= Your goal =
Copy exactly the lines of the records below, and only those lines, beginning with the line that contains "Target: sidewalk" and ending with the line that contains "Target: traffic light".

= Source records =
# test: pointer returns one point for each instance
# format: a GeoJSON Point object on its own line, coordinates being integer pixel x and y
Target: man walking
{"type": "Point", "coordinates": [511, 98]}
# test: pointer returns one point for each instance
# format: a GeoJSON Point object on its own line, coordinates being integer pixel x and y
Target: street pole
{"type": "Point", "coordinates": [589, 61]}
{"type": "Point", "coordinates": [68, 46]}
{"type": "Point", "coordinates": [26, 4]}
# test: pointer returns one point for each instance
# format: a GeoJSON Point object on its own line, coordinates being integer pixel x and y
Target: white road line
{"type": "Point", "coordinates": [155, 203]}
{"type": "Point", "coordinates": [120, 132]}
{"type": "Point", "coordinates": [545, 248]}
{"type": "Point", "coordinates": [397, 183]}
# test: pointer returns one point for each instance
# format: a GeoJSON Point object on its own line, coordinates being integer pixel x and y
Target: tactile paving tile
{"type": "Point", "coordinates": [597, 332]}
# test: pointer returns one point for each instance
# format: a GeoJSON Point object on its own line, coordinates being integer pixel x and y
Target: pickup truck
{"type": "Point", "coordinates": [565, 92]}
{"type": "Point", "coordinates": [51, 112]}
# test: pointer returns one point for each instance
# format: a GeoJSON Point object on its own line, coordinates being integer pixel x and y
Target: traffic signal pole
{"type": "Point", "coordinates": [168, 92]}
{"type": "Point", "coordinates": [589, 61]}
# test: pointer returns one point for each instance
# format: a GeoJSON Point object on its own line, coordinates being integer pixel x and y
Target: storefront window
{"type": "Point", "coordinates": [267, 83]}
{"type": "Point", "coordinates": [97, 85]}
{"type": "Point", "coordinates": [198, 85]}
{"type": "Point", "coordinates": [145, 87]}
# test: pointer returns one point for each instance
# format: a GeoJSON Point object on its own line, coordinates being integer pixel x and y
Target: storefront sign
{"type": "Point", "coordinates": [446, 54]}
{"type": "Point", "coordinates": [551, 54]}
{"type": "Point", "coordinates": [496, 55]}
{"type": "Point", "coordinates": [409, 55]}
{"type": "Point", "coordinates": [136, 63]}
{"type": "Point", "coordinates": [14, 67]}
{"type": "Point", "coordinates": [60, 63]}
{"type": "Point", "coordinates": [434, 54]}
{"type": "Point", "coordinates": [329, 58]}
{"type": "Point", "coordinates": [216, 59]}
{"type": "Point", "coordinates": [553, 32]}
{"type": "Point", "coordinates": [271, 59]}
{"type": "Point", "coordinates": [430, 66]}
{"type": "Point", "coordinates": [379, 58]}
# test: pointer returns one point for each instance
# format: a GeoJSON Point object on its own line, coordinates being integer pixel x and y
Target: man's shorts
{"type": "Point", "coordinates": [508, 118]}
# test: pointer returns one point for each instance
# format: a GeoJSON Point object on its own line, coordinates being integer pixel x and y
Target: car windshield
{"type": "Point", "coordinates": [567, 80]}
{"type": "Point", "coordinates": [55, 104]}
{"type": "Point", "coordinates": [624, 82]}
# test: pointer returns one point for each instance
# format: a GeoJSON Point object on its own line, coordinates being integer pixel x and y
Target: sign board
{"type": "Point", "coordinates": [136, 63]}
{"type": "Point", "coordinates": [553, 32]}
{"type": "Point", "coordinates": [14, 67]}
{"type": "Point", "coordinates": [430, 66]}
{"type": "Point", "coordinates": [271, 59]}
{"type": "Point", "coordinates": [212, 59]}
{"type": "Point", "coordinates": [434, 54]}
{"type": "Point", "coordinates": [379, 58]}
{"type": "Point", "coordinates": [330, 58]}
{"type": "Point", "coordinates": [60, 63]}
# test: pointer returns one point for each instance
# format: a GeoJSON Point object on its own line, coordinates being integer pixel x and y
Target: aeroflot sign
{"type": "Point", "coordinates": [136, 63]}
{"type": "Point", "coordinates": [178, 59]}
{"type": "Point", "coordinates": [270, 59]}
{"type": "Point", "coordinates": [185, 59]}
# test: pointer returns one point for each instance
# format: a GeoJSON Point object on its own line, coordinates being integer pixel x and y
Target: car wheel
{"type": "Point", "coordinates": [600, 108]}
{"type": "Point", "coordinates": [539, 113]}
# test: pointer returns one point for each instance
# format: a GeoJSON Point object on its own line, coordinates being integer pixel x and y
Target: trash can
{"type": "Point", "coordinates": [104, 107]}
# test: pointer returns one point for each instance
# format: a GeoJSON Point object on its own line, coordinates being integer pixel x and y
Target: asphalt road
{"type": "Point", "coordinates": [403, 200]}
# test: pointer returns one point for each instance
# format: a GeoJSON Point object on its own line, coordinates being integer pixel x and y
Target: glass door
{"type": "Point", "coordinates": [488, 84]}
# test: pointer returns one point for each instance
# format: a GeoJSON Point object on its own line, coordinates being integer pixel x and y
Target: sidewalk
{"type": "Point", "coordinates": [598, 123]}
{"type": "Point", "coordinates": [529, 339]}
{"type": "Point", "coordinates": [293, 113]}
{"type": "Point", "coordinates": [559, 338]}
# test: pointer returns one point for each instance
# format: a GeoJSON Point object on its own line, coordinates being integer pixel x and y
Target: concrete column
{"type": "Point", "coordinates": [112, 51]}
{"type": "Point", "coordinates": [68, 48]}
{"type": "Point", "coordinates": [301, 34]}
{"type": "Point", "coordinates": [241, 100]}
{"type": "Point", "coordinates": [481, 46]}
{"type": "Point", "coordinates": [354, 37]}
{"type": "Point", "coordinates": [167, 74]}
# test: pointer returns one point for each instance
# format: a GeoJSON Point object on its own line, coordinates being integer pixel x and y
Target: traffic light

==

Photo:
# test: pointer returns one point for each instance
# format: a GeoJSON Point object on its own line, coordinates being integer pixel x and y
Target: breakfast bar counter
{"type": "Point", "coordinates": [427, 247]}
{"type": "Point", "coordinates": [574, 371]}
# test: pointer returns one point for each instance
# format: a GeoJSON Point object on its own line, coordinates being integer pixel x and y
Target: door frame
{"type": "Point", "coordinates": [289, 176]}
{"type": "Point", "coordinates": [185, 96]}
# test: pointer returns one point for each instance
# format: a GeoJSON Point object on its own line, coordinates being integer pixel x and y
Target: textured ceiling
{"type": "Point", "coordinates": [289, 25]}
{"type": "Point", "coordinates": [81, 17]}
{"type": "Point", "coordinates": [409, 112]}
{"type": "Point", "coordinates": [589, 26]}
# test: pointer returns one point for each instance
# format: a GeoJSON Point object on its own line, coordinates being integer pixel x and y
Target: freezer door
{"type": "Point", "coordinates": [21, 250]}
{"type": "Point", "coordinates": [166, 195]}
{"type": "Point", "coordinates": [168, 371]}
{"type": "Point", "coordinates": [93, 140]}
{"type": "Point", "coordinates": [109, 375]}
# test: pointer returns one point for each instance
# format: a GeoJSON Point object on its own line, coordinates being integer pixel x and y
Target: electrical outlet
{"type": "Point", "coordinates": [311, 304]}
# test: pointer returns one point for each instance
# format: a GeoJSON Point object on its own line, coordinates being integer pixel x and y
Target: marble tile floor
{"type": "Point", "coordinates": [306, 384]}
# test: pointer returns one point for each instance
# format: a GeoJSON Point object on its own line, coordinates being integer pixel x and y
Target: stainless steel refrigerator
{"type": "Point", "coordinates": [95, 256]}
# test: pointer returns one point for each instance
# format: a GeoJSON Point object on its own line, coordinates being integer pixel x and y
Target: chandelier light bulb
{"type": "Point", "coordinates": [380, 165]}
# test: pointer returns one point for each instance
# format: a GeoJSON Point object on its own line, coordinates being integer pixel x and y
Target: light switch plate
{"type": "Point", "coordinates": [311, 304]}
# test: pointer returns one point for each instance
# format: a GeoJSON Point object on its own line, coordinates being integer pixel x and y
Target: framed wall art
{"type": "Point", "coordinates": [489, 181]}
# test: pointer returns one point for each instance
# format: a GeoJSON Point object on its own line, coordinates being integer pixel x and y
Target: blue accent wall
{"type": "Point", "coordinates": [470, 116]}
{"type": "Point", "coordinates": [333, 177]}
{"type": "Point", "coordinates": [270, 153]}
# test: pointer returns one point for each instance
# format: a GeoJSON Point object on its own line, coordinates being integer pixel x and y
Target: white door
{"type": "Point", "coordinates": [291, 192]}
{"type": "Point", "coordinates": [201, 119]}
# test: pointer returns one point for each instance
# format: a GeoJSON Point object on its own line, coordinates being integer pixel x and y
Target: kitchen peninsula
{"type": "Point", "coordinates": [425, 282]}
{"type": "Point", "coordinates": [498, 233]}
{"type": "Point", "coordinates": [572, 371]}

= Exercise output =
Target: sidewalk
{"type": "Point", "coordinates": [598, 123]}
{"type": "Point", "coordinates": [529, 339]}
{"type": "Point", "coordinates": [293, 113]}
{"type": "Point", "coordinates": [559, 338]}
# test: pointer returns one point for each instance
# format: a GeoJSON Point object on its own line, coordinates being integer pixel x and y
Target: concrete column
{"type": "Point", "coordinates": [112, 51]}
{"type": "Point", "coordinates": [68, 48]}
{"type": "Point", "coordinates": [301, 34]}
{"type": "Point", "coordinates": [241, 100]}
{"type": "Point", "coordinates": [481, 46]}
{"type": "Point", "coordinates": [354, 37]}
{"type": "Point", "coordinates": [167, 74]}
# test: pointer returns one point for each instance
# format: a GeoJSON Point object on its own line, coordinates being integer pixel x and y
Target: traffic light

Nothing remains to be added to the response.